§ REQUIRED ACTION:
Leave out the pictures and print precisely the lines from the line with "Identify every instance of the silver" to the final line of the entries, both ends included.

---------- WORKING DATA

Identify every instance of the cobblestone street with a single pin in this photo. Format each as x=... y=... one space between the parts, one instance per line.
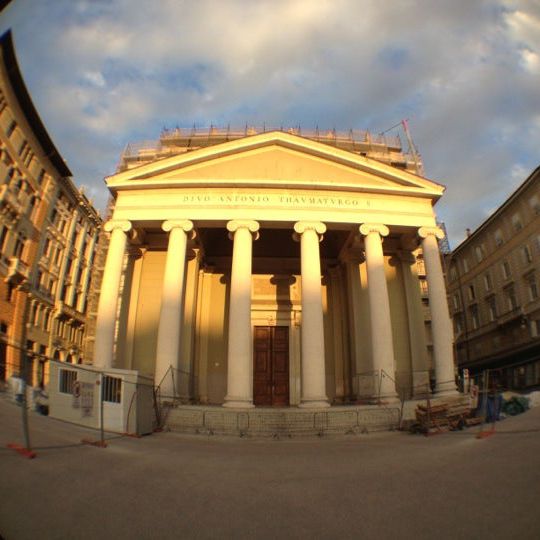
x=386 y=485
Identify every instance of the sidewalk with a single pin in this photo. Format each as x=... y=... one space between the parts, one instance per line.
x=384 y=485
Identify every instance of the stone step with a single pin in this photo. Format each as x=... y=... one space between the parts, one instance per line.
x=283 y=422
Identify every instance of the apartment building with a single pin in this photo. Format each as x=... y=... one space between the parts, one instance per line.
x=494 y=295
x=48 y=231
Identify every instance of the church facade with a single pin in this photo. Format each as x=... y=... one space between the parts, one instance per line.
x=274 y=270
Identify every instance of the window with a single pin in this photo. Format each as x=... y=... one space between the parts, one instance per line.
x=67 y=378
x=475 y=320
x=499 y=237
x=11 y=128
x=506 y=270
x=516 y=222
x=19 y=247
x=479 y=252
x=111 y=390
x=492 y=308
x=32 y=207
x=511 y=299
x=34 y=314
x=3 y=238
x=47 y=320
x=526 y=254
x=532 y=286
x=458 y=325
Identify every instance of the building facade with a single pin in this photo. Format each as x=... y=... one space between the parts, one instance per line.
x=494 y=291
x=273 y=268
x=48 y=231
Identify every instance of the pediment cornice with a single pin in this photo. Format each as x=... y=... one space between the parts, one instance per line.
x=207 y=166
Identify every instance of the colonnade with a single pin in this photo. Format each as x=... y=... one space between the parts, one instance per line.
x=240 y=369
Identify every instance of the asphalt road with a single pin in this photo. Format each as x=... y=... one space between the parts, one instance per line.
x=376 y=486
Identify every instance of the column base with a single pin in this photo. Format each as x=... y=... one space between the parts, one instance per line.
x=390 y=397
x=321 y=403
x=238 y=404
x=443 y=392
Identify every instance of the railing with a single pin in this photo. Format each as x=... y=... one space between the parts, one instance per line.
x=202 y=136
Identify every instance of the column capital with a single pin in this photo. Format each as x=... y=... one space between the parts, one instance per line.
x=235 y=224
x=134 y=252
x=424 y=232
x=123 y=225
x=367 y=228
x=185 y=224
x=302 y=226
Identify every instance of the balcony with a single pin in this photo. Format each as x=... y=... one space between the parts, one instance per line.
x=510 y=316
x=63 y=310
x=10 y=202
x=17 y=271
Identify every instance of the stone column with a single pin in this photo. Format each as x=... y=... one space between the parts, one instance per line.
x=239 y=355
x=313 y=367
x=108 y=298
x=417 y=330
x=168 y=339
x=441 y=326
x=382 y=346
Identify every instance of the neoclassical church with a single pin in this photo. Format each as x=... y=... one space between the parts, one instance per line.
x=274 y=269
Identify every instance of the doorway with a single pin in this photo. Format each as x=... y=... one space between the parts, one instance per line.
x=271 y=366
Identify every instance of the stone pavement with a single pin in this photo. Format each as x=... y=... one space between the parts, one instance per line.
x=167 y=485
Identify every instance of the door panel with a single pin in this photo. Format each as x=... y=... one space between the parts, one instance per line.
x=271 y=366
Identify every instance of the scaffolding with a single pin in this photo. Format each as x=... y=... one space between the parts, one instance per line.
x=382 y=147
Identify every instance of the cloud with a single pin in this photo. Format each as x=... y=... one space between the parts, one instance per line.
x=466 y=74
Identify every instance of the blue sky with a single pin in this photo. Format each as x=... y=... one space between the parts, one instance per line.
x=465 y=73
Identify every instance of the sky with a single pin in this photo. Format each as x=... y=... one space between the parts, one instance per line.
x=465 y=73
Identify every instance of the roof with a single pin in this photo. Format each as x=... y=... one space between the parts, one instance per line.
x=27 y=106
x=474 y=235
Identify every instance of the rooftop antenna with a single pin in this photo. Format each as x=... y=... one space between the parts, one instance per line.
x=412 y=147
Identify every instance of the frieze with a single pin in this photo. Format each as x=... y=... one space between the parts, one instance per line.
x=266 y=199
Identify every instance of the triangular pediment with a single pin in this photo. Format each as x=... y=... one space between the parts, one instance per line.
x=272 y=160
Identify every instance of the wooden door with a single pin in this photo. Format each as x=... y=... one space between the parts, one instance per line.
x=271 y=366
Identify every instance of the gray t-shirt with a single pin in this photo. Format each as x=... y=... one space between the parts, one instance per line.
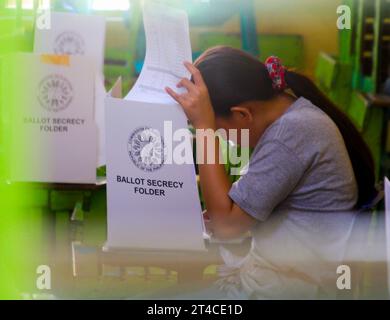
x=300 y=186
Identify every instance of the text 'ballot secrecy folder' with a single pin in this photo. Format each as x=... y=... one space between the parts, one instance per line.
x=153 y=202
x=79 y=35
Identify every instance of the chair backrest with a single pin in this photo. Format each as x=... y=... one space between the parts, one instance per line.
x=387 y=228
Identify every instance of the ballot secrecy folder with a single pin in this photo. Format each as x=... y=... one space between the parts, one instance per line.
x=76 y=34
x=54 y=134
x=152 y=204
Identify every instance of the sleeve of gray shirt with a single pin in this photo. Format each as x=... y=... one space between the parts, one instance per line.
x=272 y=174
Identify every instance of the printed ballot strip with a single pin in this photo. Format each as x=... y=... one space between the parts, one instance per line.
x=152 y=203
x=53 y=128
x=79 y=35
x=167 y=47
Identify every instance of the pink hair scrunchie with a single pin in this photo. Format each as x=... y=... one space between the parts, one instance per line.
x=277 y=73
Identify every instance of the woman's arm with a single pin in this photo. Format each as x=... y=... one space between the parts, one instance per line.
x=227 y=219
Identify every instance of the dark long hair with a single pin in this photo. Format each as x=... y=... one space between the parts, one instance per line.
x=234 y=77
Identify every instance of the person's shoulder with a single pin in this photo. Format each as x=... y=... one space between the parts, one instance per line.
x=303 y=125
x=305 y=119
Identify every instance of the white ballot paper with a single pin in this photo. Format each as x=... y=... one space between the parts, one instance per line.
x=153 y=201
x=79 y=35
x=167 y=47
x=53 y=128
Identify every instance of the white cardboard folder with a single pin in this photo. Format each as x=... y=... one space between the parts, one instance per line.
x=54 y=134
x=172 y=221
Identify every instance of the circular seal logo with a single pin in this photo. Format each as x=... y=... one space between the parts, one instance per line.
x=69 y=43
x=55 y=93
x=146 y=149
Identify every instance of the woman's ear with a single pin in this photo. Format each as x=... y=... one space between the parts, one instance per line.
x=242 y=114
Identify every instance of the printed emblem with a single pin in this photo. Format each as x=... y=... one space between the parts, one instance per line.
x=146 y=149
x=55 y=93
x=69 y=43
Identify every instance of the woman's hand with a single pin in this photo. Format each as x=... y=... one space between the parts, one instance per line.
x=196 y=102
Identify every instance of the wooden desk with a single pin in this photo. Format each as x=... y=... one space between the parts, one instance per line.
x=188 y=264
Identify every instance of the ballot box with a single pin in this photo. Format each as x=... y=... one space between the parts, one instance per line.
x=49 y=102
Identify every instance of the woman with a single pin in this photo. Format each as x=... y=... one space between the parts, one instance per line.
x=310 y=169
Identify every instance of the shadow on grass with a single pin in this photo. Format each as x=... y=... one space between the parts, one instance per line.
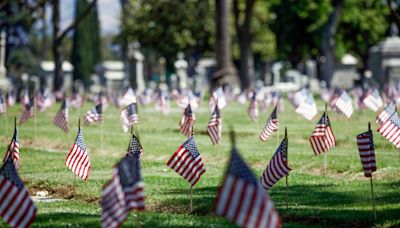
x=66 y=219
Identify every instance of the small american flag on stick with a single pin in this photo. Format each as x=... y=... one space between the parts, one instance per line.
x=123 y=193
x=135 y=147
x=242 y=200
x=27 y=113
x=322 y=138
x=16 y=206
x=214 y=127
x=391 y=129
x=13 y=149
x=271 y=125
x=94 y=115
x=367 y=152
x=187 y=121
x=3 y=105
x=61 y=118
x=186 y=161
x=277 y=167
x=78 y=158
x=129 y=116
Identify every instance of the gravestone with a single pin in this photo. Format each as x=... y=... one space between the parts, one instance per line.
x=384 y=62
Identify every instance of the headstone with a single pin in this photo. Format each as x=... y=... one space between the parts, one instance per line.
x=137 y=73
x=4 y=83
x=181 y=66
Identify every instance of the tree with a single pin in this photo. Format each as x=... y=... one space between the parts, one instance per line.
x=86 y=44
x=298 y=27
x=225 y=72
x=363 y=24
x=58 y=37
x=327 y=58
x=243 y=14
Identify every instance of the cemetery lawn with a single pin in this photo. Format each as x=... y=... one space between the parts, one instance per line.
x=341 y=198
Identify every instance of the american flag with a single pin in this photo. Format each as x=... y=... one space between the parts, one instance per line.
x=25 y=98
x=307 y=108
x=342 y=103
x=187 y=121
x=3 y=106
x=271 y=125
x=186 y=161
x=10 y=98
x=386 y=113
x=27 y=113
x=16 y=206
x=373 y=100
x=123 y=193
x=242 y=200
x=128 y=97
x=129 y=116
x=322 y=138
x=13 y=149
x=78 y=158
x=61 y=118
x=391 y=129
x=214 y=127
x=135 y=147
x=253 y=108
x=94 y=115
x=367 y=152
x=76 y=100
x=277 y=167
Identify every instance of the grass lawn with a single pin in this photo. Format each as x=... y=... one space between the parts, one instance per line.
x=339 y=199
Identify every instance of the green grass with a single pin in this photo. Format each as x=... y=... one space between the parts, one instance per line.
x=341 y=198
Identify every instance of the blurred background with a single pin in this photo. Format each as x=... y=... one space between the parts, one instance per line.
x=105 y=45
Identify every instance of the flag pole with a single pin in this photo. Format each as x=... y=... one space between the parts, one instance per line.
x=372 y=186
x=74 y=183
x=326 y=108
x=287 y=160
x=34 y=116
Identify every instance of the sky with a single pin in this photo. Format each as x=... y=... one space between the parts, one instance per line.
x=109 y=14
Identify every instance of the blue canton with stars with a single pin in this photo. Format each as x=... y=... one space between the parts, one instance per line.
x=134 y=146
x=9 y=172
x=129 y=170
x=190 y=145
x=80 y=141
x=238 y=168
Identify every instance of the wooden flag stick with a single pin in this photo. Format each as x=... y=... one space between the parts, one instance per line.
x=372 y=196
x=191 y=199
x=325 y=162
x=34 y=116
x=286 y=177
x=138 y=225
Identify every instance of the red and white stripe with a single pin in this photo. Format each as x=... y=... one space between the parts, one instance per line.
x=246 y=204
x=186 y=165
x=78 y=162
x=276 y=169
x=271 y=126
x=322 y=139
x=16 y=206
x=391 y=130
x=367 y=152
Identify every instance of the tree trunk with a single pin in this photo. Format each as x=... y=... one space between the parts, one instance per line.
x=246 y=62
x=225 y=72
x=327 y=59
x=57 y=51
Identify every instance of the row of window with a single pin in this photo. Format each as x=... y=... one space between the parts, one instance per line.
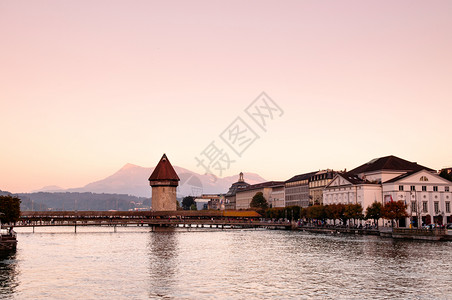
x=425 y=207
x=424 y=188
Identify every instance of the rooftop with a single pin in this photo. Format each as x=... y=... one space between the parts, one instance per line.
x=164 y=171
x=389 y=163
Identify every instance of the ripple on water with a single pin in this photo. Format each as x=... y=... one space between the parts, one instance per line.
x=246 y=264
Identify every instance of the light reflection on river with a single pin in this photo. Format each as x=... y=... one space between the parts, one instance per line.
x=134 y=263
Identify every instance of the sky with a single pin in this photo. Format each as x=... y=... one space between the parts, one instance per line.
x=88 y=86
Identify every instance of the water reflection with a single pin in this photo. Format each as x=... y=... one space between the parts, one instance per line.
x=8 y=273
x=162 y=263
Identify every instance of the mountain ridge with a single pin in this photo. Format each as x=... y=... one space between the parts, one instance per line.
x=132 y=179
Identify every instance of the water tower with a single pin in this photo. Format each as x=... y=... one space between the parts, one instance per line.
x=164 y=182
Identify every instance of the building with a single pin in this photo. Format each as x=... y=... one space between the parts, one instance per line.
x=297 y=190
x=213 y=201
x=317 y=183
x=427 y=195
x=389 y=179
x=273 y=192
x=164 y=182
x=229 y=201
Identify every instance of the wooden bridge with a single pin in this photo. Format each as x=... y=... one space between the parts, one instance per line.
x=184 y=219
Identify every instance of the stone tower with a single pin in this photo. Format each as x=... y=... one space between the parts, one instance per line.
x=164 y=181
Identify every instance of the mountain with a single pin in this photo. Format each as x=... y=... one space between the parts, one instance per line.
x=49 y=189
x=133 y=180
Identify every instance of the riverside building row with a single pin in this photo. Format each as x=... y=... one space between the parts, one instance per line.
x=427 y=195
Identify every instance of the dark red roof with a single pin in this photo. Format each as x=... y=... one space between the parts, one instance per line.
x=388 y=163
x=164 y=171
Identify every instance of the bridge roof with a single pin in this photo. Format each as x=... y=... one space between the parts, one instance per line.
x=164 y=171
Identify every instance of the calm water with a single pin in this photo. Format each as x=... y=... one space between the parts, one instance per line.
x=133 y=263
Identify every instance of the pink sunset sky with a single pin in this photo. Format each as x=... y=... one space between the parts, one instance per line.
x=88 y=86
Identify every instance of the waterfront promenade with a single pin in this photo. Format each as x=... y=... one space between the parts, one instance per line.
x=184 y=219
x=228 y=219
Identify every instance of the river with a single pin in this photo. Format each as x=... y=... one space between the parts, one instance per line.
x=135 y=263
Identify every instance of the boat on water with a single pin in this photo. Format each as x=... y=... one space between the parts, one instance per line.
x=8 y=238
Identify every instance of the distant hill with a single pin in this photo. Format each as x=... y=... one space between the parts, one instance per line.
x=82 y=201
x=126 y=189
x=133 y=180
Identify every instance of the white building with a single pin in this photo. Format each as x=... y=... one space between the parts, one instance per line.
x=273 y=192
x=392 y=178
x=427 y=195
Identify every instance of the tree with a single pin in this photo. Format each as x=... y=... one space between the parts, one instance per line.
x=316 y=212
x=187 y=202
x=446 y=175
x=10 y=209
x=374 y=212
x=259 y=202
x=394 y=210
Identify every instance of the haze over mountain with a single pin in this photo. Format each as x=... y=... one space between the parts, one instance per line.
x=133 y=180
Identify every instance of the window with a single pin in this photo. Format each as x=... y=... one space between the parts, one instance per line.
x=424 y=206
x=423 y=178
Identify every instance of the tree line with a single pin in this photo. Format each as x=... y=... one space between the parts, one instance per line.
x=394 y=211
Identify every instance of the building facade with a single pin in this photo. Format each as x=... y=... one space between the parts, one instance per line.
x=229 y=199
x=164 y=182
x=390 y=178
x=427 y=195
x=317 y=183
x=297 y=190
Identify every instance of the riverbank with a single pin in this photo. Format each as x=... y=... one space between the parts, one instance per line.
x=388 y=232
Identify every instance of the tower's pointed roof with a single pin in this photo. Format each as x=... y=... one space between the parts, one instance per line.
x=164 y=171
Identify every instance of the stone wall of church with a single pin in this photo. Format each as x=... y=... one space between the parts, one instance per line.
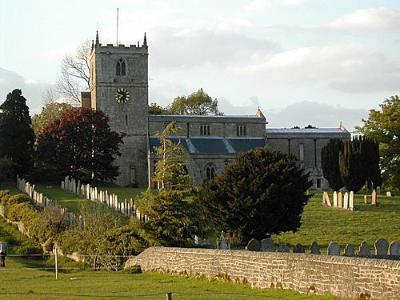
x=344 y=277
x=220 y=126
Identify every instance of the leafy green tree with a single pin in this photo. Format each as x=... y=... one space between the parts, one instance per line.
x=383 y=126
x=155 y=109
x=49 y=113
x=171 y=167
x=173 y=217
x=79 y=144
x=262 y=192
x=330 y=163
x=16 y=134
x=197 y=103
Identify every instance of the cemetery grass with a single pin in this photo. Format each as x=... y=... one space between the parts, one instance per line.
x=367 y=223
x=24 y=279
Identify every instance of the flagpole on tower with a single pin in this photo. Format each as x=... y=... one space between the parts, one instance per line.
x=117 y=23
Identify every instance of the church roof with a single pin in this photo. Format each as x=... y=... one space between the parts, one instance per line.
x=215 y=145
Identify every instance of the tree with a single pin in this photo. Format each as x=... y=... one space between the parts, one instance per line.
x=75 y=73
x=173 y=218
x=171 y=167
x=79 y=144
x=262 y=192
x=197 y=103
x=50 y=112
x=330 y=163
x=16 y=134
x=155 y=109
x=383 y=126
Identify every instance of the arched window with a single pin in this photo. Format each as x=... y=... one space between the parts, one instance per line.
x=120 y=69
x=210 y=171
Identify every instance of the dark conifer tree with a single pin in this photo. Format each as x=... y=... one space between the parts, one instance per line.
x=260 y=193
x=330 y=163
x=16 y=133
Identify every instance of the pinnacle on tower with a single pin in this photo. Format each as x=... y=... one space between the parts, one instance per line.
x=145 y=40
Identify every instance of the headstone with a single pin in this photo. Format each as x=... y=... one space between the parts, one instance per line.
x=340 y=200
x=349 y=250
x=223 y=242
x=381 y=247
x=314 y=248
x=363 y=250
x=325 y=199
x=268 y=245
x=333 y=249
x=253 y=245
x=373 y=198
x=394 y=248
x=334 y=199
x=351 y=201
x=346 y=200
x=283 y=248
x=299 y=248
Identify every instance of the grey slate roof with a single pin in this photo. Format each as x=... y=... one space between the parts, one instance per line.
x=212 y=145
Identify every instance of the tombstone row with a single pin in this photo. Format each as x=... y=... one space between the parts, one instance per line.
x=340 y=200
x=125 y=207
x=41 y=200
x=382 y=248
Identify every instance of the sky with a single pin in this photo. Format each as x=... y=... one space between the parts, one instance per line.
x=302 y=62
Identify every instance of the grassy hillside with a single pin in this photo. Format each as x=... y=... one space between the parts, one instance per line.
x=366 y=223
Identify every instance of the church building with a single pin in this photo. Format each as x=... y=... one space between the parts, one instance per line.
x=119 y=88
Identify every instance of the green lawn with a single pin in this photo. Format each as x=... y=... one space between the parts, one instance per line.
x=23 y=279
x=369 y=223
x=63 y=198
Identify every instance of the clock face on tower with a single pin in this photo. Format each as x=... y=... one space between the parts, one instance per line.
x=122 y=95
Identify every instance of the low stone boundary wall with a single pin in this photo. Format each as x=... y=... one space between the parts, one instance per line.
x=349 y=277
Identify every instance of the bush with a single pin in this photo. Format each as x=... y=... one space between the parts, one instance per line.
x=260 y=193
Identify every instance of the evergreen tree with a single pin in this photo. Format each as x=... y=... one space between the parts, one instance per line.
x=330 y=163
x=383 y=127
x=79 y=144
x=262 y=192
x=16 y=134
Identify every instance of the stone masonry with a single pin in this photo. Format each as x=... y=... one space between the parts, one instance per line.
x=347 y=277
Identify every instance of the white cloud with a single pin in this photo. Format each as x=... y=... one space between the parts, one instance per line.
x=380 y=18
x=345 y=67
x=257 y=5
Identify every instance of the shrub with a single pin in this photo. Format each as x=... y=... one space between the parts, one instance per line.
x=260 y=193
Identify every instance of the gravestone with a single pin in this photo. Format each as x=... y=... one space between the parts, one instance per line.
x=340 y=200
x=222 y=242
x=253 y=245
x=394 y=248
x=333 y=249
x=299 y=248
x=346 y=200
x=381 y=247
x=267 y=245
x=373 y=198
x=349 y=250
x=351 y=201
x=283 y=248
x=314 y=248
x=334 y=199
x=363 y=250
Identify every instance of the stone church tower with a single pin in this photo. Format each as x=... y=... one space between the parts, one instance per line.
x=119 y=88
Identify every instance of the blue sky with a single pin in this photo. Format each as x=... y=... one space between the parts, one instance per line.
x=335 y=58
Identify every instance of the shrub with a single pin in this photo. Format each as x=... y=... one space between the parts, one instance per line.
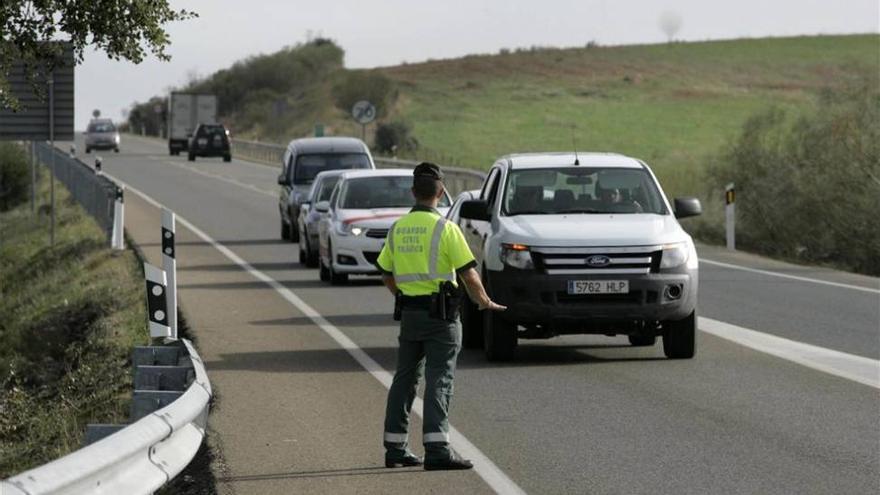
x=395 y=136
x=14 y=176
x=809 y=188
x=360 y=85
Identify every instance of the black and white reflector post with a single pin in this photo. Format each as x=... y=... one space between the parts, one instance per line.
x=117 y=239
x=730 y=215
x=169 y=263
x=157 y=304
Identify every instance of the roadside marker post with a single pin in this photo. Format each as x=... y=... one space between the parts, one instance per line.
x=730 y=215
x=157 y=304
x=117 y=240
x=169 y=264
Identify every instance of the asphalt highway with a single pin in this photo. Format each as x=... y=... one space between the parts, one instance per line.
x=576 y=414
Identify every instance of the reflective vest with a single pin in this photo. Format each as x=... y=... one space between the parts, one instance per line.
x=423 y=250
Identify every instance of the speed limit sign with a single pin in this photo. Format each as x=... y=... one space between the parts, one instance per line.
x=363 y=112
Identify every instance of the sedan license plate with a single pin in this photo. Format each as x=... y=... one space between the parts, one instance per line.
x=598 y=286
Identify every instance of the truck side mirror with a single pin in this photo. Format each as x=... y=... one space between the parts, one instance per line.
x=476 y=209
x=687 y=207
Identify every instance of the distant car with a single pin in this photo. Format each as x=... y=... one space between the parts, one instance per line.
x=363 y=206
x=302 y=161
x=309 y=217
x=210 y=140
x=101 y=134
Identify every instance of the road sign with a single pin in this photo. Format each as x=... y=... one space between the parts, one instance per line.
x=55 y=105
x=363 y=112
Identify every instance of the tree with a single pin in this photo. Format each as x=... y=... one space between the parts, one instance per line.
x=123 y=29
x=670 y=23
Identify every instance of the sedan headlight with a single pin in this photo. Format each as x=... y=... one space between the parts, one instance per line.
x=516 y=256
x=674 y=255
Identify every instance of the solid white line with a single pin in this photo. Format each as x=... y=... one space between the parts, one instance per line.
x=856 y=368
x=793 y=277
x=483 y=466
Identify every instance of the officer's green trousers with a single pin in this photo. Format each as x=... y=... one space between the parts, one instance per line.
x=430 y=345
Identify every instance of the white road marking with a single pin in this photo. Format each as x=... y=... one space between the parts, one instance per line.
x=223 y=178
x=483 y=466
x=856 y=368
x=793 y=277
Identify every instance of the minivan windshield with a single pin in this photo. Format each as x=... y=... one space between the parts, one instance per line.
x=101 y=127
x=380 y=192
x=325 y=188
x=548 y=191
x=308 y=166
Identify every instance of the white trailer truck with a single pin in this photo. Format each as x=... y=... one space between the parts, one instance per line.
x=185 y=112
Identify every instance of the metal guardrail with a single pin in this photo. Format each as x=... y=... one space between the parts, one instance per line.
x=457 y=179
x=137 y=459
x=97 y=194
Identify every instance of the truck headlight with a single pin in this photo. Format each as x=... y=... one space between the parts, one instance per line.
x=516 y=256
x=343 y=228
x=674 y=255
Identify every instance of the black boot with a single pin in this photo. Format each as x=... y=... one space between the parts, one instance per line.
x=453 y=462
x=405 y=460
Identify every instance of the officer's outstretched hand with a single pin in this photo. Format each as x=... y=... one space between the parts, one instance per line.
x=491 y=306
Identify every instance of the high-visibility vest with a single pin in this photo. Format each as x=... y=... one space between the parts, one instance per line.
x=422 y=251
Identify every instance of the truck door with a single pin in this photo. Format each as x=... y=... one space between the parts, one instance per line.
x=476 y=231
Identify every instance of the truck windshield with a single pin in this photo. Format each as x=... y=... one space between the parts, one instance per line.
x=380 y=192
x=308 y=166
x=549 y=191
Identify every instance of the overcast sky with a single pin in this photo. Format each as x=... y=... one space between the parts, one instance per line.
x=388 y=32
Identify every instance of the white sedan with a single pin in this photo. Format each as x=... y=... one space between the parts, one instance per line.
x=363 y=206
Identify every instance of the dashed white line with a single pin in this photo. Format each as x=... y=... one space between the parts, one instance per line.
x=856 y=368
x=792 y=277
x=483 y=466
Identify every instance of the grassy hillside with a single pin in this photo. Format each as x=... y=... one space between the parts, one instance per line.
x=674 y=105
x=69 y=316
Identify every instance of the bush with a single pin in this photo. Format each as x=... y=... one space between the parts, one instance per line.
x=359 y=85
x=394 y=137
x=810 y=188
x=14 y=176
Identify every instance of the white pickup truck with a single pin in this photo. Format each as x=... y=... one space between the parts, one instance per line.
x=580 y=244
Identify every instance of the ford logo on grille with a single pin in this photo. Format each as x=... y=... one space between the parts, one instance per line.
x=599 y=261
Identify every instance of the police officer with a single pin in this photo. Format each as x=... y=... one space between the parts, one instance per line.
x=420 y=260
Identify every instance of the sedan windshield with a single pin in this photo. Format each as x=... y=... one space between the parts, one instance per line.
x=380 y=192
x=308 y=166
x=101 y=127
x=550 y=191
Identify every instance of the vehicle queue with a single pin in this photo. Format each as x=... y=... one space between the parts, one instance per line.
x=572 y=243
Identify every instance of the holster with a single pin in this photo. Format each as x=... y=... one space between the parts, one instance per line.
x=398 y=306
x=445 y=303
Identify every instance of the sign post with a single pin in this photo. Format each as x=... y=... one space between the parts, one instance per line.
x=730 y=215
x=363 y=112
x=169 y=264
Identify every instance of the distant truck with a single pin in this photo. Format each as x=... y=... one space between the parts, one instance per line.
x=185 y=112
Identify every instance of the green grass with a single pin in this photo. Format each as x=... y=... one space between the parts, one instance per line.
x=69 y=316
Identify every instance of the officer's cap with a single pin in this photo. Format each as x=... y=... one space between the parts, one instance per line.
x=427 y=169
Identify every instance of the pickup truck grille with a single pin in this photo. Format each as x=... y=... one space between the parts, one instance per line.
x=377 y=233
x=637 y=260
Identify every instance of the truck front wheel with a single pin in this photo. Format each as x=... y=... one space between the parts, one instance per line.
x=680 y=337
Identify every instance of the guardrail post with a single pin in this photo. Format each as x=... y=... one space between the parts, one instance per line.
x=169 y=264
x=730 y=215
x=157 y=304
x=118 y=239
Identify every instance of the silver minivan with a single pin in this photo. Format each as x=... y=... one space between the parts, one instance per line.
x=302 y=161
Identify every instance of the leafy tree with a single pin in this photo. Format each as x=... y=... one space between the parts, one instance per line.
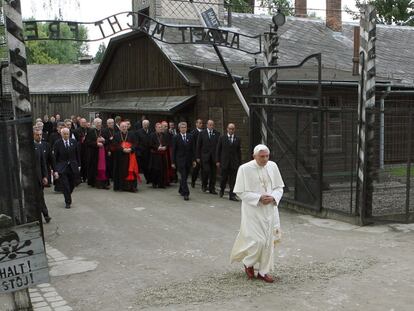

--------------------

§ WRITTEN RESPONSE:
Identify every instance of the silver minivan with a single pin in this photo. Format each as x=... y=... one space between the parts, one instance per line.
x=302 y=161
Identify every instance of the leafy tree with a single pin in this photo. Format each as x=... y=... one space between the parts, one instance per line.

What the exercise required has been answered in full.